■ Short task
In the data below, find the line containing "of the hole"; reproduce that line and all subsequent lines exactly, and nothing else.

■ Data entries

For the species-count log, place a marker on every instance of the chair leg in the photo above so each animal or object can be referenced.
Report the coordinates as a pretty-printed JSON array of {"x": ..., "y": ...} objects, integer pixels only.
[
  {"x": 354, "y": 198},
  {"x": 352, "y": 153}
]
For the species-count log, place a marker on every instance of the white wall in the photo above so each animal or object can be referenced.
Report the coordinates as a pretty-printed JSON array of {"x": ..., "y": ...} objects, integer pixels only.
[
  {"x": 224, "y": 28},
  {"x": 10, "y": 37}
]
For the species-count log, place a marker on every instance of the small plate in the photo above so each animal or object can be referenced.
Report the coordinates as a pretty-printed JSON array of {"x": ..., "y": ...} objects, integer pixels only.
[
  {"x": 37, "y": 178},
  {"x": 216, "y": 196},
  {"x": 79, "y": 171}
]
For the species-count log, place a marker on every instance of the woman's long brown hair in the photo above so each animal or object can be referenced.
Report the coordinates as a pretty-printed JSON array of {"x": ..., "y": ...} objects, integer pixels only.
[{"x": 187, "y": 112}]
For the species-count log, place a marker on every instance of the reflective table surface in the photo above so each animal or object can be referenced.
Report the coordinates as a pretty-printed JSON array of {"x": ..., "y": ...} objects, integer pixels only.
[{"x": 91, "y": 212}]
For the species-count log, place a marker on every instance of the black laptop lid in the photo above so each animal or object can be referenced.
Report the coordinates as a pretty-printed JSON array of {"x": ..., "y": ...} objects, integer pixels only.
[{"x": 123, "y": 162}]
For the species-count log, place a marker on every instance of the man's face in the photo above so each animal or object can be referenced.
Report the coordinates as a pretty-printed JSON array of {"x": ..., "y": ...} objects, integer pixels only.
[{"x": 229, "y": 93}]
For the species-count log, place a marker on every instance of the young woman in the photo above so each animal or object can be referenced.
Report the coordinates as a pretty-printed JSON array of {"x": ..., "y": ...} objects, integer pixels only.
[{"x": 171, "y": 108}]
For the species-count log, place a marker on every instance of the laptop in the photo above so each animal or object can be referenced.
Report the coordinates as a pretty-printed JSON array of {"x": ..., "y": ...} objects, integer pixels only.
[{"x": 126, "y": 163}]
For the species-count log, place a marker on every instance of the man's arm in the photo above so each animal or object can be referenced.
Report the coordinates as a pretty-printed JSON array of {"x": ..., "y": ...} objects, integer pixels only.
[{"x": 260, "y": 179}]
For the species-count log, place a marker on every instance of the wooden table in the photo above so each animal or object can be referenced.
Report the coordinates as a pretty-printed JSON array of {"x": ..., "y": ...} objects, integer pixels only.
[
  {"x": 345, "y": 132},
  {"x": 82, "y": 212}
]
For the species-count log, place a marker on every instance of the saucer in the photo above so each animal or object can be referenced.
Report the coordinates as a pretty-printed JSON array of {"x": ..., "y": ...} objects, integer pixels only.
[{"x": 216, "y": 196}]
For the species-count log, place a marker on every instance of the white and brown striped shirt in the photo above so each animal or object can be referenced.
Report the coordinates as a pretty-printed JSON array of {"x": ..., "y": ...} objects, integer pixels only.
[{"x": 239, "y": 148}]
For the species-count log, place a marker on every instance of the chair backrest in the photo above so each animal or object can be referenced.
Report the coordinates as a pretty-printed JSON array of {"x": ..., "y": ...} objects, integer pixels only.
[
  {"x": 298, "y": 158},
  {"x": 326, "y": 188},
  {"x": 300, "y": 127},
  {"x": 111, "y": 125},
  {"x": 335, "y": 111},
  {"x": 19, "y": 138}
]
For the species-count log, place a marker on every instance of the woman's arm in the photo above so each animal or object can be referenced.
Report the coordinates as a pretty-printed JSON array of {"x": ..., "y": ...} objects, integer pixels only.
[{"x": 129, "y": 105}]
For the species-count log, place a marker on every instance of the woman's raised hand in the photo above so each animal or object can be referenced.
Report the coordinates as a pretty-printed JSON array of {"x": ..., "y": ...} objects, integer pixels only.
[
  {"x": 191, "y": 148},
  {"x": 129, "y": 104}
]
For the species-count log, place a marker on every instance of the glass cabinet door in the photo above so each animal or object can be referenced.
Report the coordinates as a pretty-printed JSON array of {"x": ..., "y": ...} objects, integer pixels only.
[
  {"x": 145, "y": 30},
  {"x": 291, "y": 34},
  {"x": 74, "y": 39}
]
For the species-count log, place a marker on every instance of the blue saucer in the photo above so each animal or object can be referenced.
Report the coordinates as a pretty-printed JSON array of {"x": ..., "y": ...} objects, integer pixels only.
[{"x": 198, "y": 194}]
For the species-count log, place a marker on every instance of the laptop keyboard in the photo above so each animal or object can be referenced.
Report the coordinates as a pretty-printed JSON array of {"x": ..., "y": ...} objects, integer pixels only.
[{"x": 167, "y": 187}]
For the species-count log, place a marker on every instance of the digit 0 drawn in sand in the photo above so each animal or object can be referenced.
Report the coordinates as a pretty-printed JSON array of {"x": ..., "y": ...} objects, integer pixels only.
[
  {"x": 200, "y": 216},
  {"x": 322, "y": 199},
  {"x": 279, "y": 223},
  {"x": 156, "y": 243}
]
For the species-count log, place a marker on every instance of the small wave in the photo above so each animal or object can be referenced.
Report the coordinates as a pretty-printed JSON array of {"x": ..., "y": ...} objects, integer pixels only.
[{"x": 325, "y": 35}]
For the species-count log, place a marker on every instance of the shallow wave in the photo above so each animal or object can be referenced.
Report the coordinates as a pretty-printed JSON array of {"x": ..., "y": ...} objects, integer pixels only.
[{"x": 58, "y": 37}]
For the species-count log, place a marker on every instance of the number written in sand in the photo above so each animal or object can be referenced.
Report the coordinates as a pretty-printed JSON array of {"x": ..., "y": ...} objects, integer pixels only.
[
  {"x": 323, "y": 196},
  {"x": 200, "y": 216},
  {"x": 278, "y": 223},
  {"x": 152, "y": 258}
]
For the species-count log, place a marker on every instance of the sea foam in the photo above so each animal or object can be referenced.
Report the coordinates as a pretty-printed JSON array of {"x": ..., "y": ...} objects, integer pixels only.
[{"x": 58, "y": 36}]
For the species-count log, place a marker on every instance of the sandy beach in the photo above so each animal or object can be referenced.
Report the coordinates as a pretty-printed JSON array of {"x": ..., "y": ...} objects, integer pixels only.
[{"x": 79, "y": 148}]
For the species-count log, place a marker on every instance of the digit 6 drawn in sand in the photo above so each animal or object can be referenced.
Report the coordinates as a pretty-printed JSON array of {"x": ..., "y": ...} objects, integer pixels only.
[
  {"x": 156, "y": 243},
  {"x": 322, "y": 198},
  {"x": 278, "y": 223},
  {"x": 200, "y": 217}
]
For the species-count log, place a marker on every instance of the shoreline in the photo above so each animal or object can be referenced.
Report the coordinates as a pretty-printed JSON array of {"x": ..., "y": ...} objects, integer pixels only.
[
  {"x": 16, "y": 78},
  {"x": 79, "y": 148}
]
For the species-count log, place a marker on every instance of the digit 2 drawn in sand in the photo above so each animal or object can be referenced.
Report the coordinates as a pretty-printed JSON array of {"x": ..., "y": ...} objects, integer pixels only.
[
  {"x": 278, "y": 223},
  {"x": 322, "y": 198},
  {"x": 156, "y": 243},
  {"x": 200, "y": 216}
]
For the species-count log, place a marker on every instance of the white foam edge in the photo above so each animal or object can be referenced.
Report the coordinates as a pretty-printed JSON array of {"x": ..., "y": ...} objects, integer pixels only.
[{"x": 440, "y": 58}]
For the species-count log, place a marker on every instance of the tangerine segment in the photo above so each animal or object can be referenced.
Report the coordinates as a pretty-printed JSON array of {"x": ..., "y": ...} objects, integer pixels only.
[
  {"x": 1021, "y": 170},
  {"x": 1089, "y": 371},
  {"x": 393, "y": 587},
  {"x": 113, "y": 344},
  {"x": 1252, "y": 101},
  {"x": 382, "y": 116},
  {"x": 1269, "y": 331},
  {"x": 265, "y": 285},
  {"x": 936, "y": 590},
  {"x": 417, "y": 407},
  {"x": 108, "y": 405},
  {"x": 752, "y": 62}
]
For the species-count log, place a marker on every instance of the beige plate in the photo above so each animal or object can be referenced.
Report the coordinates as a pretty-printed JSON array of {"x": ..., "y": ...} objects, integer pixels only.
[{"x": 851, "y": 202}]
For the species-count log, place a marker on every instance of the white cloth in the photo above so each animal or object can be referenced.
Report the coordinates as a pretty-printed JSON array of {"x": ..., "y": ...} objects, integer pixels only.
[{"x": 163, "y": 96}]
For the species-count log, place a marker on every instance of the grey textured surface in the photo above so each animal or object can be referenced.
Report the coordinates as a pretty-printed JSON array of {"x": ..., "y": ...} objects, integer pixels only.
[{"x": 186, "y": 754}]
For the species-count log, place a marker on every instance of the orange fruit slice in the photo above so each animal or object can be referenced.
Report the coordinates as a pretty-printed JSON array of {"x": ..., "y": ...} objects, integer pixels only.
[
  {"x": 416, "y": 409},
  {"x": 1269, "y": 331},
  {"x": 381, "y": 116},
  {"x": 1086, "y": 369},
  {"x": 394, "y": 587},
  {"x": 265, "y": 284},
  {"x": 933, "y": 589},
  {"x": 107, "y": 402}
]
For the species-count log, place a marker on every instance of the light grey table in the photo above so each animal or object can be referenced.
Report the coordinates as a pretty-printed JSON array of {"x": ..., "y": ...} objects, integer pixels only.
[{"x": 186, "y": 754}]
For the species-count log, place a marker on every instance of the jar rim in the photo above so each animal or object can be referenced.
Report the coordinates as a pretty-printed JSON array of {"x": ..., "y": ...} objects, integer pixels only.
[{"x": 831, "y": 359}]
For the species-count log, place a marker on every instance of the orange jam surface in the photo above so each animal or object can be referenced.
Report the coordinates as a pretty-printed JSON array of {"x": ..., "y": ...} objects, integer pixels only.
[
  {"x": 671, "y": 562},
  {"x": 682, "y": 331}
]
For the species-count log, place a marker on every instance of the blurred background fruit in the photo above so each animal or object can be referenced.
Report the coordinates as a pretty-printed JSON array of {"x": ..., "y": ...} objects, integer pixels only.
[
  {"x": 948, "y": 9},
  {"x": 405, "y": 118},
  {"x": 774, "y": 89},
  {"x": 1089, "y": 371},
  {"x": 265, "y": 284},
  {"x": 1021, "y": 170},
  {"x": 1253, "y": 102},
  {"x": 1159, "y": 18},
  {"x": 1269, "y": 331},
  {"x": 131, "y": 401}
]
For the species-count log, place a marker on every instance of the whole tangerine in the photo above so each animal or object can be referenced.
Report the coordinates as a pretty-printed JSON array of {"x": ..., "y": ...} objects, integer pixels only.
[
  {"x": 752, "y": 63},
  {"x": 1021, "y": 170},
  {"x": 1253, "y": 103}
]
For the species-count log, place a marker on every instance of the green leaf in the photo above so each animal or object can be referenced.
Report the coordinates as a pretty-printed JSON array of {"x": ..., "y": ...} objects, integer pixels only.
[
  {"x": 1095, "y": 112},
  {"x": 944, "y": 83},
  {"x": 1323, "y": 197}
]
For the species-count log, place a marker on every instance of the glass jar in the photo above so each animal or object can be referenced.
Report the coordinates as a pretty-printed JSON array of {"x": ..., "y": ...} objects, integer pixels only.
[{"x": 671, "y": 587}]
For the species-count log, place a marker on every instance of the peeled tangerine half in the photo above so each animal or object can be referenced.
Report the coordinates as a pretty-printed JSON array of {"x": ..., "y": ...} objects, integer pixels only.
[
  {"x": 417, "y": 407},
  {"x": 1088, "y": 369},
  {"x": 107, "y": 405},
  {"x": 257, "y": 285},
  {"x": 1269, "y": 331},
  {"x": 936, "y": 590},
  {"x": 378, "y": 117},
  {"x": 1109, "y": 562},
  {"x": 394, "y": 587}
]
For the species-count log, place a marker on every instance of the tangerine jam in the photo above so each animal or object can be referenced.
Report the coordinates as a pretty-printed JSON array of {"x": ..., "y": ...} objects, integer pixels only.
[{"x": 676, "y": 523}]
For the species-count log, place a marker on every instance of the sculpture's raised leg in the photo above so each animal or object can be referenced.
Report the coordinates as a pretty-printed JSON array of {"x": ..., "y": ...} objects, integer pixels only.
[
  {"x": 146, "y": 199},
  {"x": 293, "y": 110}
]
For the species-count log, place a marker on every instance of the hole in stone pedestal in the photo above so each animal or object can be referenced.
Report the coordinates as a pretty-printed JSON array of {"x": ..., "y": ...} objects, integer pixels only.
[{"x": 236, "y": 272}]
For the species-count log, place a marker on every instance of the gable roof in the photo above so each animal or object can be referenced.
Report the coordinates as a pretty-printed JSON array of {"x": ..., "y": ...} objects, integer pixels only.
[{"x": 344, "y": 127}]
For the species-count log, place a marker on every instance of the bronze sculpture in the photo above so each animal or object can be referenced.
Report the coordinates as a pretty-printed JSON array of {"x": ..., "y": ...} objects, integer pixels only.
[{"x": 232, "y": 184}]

■ Exercise result
For the species-count log, place a marker on every instance of the hole in stone pedestal in the photo above so each animal or object can be referenced.
Report the coordinates as a pretty-printed JSON array of {"x": ..., "y": ...} objects, integer pixels only.
[{"x": 236, "y": 272}]
For the species-count log, place a marker on every instance of the gable roof in the photo above so each animal or object can be referenced.
Report the coordinates as a pretty-printed JSON array of {"x": ..., "y": ...} objects, integer pixels only.
[{"x": 344, "y": 127}]
For the species-count log, place a marker on every instance of the bronze sculpture in the photo above so each animal or object can be referenced.
Report the coordinates as a pretty-printed JSON array of {"x": ..., "y": ...} objects, integer pixels only.
[{"x": 232, "y": 184}]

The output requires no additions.